Task instructions :: Locate every line in the items below that contains the string "blue", and copy each of those lines. Matching is case-sensitive.

++++ Information given ++++

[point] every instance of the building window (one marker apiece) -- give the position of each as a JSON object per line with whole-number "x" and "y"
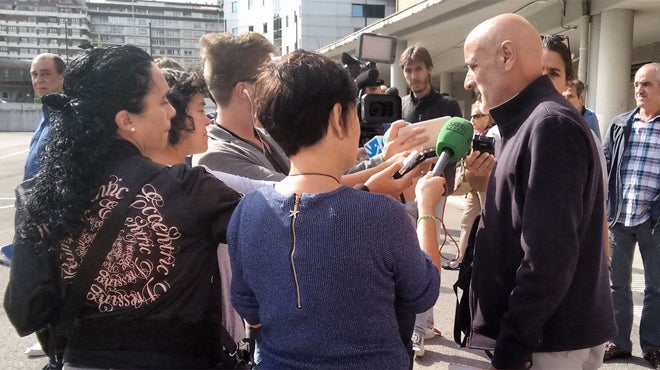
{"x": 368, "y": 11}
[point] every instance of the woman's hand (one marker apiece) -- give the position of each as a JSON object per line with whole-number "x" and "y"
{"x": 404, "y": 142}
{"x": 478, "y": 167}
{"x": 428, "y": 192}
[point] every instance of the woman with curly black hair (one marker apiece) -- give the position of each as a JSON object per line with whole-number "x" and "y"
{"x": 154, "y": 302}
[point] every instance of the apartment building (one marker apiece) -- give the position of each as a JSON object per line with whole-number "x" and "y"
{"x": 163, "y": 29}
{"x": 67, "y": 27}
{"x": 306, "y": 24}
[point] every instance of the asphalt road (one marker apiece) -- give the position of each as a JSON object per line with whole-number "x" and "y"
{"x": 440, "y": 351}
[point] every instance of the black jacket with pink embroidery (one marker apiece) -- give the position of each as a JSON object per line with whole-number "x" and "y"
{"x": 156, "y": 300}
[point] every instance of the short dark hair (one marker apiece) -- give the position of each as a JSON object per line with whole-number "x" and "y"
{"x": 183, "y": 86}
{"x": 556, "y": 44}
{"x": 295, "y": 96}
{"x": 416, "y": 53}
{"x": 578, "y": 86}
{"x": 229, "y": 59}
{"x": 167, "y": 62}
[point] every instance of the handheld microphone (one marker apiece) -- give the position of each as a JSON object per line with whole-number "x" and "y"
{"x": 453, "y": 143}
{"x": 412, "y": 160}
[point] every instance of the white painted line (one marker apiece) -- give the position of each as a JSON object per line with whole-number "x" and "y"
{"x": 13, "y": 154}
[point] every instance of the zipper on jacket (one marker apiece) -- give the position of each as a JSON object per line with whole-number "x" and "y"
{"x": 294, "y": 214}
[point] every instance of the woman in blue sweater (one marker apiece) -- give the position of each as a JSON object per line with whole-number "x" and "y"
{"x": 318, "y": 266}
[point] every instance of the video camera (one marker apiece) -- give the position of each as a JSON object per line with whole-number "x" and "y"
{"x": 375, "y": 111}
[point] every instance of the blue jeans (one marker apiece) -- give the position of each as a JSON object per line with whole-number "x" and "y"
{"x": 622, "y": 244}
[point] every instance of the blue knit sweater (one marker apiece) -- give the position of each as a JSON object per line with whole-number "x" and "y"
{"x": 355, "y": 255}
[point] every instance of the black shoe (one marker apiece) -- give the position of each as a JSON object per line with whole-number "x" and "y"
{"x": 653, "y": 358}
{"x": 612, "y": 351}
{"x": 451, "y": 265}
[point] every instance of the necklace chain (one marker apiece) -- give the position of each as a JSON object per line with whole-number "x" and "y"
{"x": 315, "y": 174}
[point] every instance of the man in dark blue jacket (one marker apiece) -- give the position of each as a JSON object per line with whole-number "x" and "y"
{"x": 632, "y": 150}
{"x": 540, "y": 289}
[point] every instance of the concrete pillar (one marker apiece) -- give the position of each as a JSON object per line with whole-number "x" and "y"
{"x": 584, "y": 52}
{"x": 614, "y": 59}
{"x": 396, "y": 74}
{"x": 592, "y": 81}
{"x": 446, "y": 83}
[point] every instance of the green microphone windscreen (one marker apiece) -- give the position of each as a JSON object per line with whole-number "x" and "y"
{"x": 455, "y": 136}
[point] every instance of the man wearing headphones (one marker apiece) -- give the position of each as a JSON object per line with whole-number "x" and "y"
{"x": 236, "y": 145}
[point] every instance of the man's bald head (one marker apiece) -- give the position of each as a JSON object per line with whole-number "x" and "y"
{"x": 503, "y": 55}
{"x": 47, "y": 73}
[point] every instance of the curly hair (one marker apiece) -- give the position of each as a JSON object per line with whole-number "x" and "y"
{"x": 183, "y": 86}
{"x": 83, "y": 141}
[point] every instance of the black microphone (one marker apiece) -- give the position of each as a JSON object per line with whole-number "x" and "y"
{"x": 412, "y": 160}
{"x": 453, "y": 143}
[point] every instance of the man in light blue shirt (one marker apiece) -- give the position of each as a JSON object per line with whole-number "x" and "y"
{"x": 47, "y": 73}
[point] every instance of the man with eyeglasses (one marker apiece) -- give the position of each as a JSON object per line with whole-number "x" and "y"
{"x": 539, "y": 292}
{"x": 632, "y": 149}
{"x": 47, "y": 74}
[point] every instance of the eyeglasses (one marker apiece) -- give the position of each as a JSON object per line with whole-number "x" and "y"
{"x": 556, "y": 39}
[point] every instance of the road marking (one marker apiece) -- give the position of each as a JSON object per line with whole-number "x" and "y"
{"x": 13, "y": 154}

++++
++++ Information given ++++

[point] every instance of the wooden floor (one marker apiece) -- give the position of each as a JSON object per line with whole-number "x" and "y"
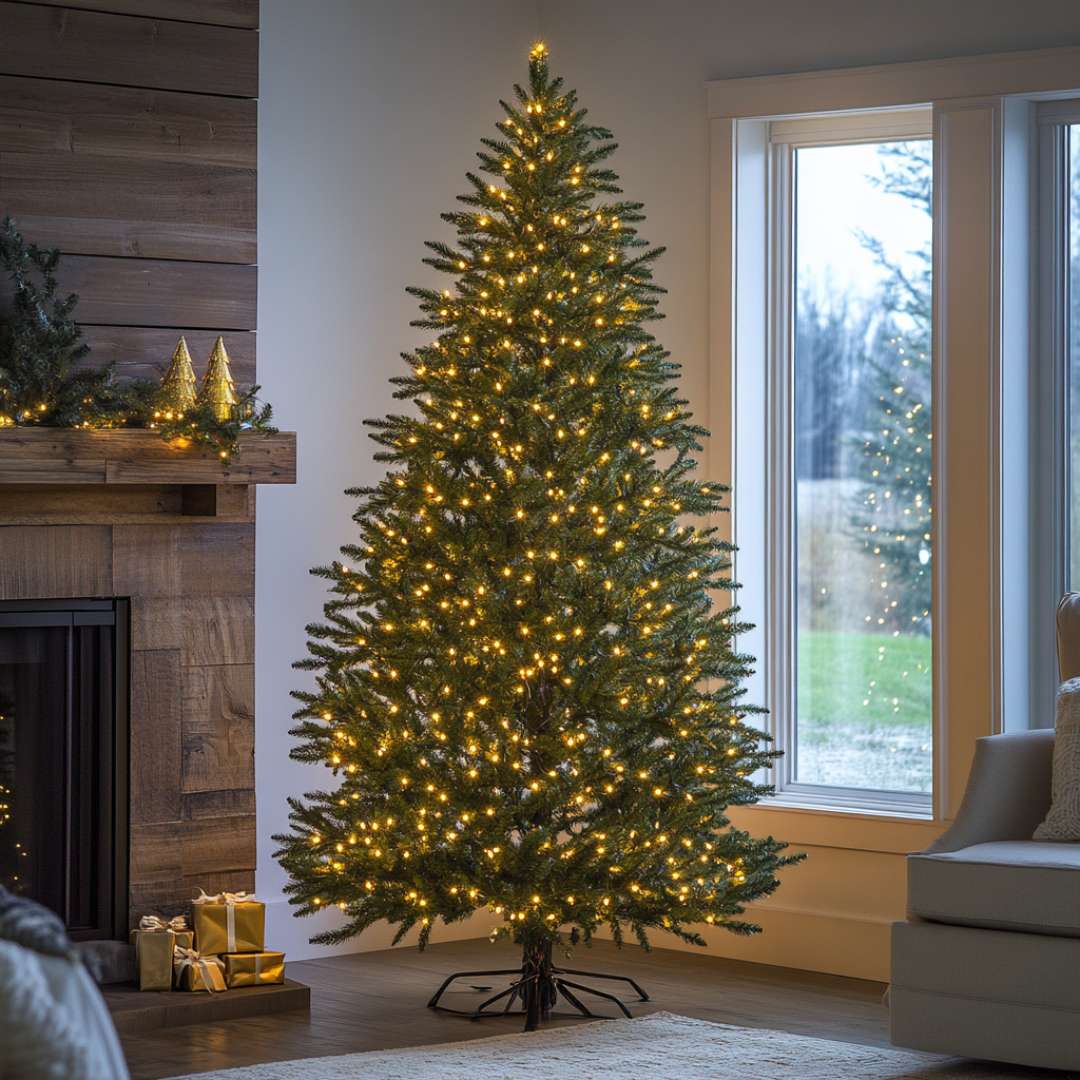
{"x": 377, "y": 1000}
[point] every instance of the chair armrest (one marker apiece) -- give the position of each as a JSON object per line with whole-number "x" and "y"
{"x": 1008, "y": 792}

++++

Solution for this problem ::
[point] every instance of the woman in blue sweater (one marker apiece) -- give the position of each as a JSON object per line with whole-number "x" and "y"
[point] every instance of the blue jeans (one marker apiece) -- give the position of each as a JSON object per line with whole-number "x" and "y"
[point] every instance of the blue knit sweater (one marker apiece) -- give the position of each as a JSON object per line with whole-number "x" and "y"
[point] every instance of the man in dark blue jacket (one marker apiece) -- give the position of each as a JSON object per line with whole-number "x" and "y"
[point] every instance of the man in light blue shirt (one marker apiece) -- give the position of each as a JSON object per line with whole-number "x" and "y"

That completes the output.